··· 原始文档
发布时间:2023-03-28 14:00
目录
1、获取当前薪水第二多的员工的emp_no以及其对应的薪水
2、 对所有员工的薪水按照salary降序进行1-N的排名
3、获取所有非manager员工当前的薪水情况
4、 获取有奖金的员工相关信息
5、统计salary的累计和running_total
6、给出employees表中排名为奇数行的first_name
7、异常的邮件概率
8、牛客每个人最近的登录日期(二)
9、牛客每个人最近的登录日期(三)
10、牛客每个人最近的登录日期(四)
11、牛客每个人最近的登录日期(六)
12、考试分数(三)
13、考试分数(四)
14、牛客的课程订单分析(四)
15、 牛客的课程订单分析(七)
16、 最差是第几名(二)
17、获得积分最多的人(二)
18、 网易云音乐推荐(网易校招笔试真题)
select s.emp_no, s.salary, e.last_name, e.first_name
from salaries s join employees e
on s.emp_no = e.emp_no
where s.salary = -- 第三步: 将第二高工资作为查询条件
(
select max(salary) -- 第二步: 查出除了原表最高工资以外的最高工资(第二高工资)
from salaries
where salary <
(
select max(salary) -- 第一步: 查出原表最高工资
from salaries
where to_date = '9999-01-01'
)
······
··· 数据清单
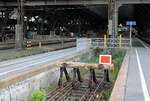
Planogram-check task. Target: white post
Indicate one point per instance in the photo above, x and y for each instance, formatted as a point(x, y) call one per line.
point(131, 35)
······
任务说明:
请把原始文档中的一段一字不差地重新给出:从含有“16、 最差是第几名(二)”的那几个字开始,到“-- 第二步: 查出除了原表最高工资以外的最高工资(第二高工资)”为止。

参考答案:
16、 最差是第几名(二)
17、获得积分最多的人(二)
18、 网易云音乐推荐(网易校招笔试真题)
select s.emp_no, s.salary, e.last_name, e.first_name
from salaries s join employees e
on s.emp_no = e.emp_no
where s.salary = -- 第三步: 将第二高工资作为查询条件
(
select max(salary) -- 第二步: 查出除了原表最高工资以外的最高工资(第二高工资)